Aim 1:
Quote the cybersecurity regulations announcement below starting at "The proposed regulations place" and ending at "a senior officer.", but swap in "governing board" wherever "Board of Directors" appears.

Passage provided:
New York State Department of Financial Services Announces Proposed Cybersecurity Regulations

September 19, 2016

On September 13, 2016, the New York State Department of Financial Services (“DFS”) proposed new cybersecurity regulations for financial services companies.  Announced by Governor Andrew Cuomo, the proposed regulations will require a broad set of regulated financial institutions–including state-licensed banks, savings banks, savings-and-loan associations, private bankers, insurance providers, virtual currency providers, money transmitters, licensed lenders, mortgage companies, and state-licensed offices of non-U.S. banks–to maintain cybersecurity programs with specific characteristics prescribed by DFS.  The proposed regulations are subject to a 45-day public comment period and are slated to become effective on January 1, 2017.[1]

The announcement of the proposed regulations is the latest development in DFS’s years-long effort to push the financial sector to better protect itself and its customers from cyber threats.  As early as 2013, DFS began gathering information on cybersecurity practices and incidents in the banking sector.  Then-Superintendent Benjamin Lawsky made a number of high-profile public announcements about the importance of cybersecurity in 2014, emphasizing the degree to which the issue had become a DFS priority.  Also in 2014, DFS prepared a report on cybersecurity practices in the financial services industry designed in part to enable regulated entities to benchmark their cybersecurity programs against industry standards.[2]

The proposed regulations place a premium on oversight by regulated entities’ most senior leaders.  No longer is cybersecurity to be strictly an IT function: the proposed regulations state that “[s]enior management must take this issue seriously and be responsible for the organization’s cybersecurity program and file an annual certification confirming compliance with these regulations.”  The cybersecurity policies required by the regulations must be reviewed by an entity’s Board of Directors or equivalent body, and approved by a senior officer.

Recorded data:
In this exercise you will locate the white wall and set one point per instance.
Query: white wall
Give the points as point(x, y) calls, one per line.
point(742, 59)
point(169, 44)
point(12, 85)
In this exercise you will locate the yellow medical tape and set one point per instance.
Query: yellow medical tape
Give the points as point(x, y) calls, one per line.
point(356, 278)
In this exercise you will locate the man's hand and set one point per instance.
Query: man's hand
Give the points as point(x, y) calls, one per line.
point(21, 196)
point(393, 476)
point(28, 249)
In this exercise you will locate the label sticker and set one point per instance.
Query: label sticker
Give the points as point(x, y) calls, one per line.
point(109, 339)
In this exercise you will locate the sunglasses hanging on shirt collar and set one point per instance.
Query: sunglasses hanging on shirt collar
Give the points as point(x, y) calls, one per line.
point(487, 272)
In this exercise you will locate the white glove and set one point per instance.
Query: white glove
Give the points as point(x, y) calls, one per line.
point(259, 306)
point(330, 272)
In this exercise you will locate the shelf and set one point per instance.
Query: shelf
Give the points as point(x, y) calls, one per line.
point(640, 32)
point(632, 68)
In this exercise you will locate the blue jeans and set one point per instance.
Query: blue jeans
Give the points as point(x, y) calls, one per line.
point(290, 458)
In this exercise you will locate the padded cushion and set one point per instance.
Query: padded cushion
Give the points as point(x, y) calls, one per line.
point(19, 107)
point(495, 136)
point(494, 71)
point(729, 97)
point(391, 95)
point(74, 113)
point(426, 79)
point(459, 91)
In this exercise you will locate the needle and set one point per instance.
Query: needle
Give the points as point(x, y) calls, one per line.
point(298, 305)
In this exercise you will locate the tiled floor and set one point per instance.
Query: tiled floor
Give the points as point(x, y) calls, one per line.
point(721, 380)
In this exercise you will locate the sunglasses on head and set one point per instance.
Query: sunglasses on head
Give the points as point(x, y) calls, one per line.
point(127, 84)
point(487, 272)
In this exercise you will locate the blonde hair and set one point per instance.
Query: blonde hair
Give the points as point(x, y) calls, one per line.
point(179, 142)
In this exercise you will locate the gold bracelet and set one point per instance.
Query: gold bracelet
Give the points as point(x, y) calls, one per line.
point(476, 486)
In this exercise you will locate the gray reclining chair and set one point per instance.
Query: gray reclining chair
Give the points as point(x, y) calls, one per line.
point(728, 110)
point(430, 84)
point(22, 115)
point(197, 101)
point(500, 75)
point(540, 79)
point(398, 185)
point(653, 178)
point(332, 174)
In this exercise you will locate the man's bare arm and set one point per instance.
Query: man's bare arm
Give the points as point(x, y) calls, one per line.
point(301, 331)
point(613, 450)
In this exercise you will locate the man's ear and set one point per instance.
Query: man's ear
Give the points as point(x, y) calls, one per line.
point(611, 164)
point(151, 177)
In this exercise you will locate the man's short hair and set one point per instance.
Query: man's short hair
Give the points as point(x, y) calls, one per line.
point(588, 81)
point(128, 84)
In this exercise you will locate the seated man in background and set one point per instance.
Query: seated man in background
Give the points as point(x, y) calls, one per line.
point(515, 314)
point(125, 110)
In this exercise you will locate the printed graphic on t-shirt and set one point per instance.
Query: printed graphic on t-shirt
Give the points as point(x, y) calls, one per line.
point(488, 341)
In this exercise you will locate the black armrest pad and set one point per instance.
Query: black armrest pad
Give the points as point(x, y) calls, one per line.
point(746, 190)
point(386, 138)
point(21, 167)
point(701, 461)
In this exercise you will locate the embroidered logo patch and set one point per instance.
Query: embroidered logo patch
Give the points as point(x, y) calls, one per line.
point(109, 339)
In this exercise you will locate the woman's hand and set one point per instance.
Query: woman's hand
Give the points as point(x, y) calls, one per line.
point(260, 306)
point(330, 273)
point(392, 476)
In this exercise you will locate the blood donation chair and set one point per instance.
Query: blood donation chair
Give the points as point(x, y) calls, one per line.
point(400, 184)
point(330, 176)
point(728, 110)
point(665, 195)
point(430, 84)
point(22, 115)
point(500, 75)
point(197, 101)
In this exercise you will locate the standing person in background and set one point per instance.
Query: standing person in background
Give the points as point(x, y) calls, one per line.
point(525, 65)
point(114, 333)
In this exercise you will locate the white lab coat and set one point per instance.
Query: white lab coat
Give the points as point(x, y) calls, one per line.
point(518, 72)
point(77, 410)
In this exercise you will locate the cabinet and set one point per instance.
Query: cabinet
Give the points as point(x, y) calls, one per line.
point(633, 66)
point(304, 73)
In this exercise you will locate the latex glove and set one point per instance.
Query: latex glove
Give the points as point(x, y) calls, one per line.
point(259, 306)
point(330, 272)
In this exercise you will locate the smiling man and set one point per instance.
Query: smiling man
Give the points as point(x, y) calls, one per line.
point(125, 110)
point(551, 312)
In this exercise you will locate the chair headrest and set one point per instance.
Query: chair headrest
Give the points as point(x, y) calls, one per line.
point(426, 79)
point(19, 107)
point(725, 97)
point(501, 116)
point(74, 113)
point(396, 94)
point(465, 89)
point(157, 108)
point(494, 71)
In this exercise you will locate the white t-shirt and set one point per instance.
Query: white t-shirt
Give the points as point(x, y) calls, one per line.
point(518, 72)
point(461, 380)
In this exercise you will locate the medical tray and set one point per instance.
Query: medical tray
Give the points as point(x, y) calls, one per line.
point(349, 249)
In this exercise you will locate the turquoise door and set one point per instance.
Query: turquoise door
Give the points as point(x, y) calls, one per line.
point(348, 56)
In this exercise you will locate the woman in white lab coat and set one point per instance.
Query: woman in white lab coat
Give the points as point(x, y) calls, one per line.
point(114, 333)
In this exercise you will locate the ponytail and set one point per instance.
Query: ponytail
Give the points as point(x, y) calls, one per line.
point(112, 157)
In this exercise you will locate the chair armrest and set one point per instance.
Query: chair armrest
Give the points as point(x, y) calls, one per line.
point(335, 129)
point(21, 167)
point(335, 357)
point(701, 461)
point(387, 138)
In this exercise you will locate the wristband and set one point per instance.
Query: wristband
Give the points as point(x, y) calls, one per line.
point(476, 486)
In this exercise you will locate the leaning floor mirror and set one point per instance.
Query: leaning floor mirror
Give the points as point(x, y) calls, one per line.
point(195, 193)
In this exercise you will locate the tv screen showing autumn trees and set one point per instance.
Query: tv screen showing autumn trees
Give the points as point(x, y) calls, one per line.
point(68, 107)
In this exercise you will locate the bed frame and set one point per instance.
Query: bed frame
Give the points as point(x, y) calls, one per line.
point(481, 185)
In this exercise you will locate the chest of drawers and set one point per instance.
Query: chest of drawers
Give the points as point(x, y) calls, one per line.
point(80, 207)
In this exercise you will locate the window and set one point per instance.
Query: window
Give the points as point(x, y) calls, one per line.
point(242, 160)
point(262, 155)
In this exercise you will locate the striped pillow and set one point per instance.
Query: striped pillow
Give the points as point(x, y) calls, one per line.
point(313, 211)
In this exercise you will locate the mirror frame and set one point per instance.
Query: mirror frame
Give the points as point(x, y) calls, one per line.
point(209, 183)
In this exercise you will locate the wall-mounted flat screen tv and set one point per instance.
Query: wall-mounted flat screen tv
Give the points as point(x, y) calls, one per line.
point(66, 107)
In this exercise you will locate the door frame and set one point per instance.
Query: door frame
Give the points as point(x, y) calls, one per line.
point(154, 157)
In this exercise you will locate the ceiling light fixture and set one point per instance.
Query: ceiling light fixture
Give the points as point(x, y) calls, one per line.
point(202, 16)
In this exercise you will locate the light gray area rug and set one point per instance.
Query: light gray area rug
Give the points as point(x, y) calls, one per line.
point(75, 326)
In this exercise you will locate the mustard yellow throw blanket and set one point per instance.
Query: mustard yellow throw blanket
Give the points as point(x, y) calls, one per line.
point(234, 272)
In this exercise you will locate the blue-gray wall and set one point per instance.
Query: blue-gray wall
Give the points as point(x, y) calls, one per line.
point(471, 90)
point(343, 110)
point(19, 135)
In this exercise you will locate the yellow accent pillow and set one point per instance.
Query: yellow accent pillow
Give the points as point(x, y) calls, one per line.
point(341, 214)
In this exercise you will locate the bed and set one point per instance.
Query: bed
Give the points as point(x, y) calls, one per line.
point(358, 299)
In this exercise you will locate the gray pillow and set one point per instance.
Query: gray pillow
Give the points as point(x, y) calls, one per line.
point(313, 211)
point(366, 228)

Aim 2:
Find each line in the entries above that contains the word "blood", matching case, and copy those lines out in full.

Reply 1:
The proposed regulations place a premium on oversight by regulated entities’ most senior leaders.  No longer is cybersecurity to be strictly an IT function: the proposed regulations state that “[s]enior management must take this issue seriously and be responsible for the organization’s cybersecurity program and file an annual certification confirming compliance with these regulations.”  The cybersecurity policies required by the regulations must be reviewed by an entity’s governing board or equivalent body, and approved by a senior officer.

Reply 2:
In this exercise you will locate the blood donation chair and set one point per instance.
Query: blood donation chair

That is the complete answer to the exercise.